### Objectives
A. According to the passage on the ICSID Rules, in what year were the Rules last amended before 2022?
B. Reproduce the passage on the ICSID Rules word for word from "The new Rules" to "costly and time-consuming.".

---------- Selected excerpt ----------

What are the ICSID Rules?

ICSID is the world’s leading forum for investment dispute resolution. Created in 1966 as part of the World Bank Group, ICSID offers an array of dispute resolution and conciliation services to investors and states under the ICSID Convention.² ICSID also offers an Additional Facility, providing a suite of ICSID administration services to certain parties outside the ICSID Convention.³

The ICSID Rules govern key aspects of arbitral procedure, including rules of evidence and arbitrator appointment. The Rules are updated irregularly – the last round of amendments was in 2006. But they are used often and remain the gold standard for investor-state procedures.

Why amend the Rules now?

The new Rules arrive at a strange time. Globally, investor-state arbitration is under harsh scrutiny. States complain that investment treaties allow foreign investors to hold public policy hostage, infringing sovereignty and preventing needed regulation. They protest that private tribunals are adjudicating important public matters in secret, issuing awards that often cannot be appealed. Even investors fear that traditional arbitration may be too costly and time-consuming.

Asia is no exception. Asian countries signed hundreds of bilateral investment treaties (BITs) in the 1990s and early 2000s. These older treaties often contain extremely generous investment protections, allowing investors to challenge all manner of state action in arbitration proceedings. Now, backlash is building, and states take a more cautious approach. Stung by adverse arbitration awards, some countries such as India and Indonesia are terminating old treaties outright.

Asian countries, however, generate significant outbound foreign direct investment (FDI) themselves. Asian investors need protections for their business activities overseas. Their governments have a vested interest in obtaining those protections. To do this, states are pivoting towards:

  • Multilateral free trade agreements (FTAs): These are broad-based agreements governing free trade generally, often between dozens of countries. Investor protections are only one facet among many. Where they exist, they are explicitly balanced against states’ sovereign right to regulate, especially in key areas, including the environment and labour protections. FTA dispute resolution systems vary. The Comprehensive and Progressive Agreement for Trans-Pacific Partnership (CPTPP) is a new-model FTA struck in 2018 by Australia, Brunei, Canada, Chile, Japan, Malaysia, Mexico, New Zealand, Peru and Vietnam – it allows investment arbitration, but procedures differ by treaty party; and
  • State-to-state dispute resolution: Under these systems, individual investors have no standing to bring claims. Instead, their home state raises their grievances directly with the treaty counterparty. State-to-state systems can generate results (negotiated concessions or tariff relief, for example), but investors don’t win damages. State-to-state talks are often time-consuming, too. The Regional Comprehensive Economic Partnership (RCEP) between China, Australia, Japan, New Zealand, Korea and the ASEAN countries (the world’s largest free trade agreement) relies primarily on this state-to-state procedure.

"If you intend to use third-party funding in a dispute under the 2022 Rules, please consider the information you need to disclose and stay current on those disclosures."

Against this backdrop, the 2022 ICSID Rules try to modernise the investment arbitration process. They provide simple updates, capturing the state of play in investor-state arbitration by codifying common practices and illustrating others. However, the Rules make some big changes. Above all, they aim to create a speedy, intelligible system that is responsive to recent criticism and competitive with other forms of dispute resolution.

---------- Given information ----------

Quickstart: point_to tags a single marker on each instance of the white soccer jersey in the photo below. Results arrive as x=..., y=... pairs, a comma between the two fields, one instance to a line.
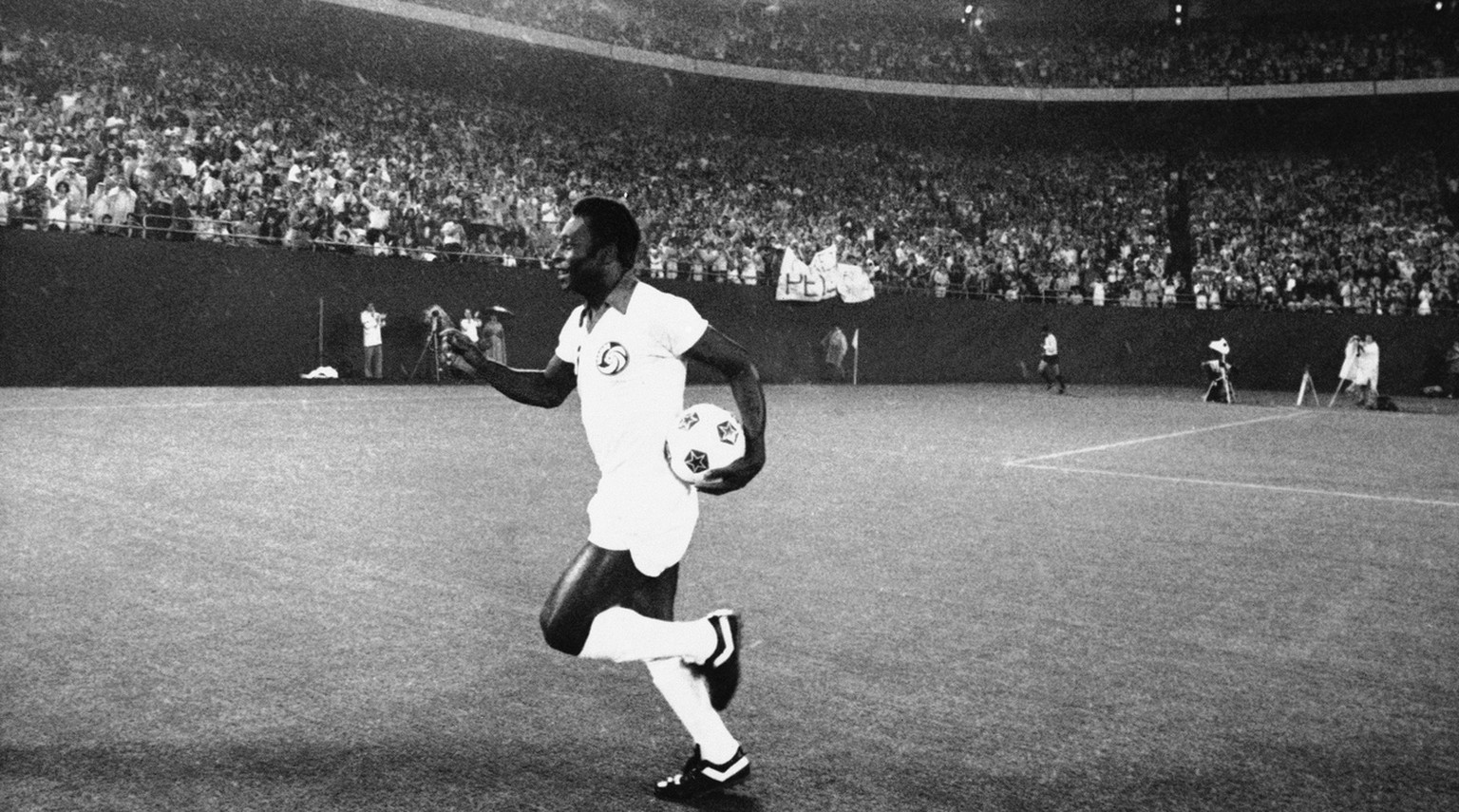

----------

### Worked solutions
A. 2006

B.
The new Rules arrive at a strange time. Globally, investor-state arbitration is under harsh scrutiny. States complain that investment treaties allow foreign investors to hold public policy hostage, infringing sovereignty and preventing needed regulation. They protest that private tribunals are adjudicating important public matters in secret, issuing awards that often cannot be appealed. Even investors fear that traditional arbitration may be too costly and time-consuming.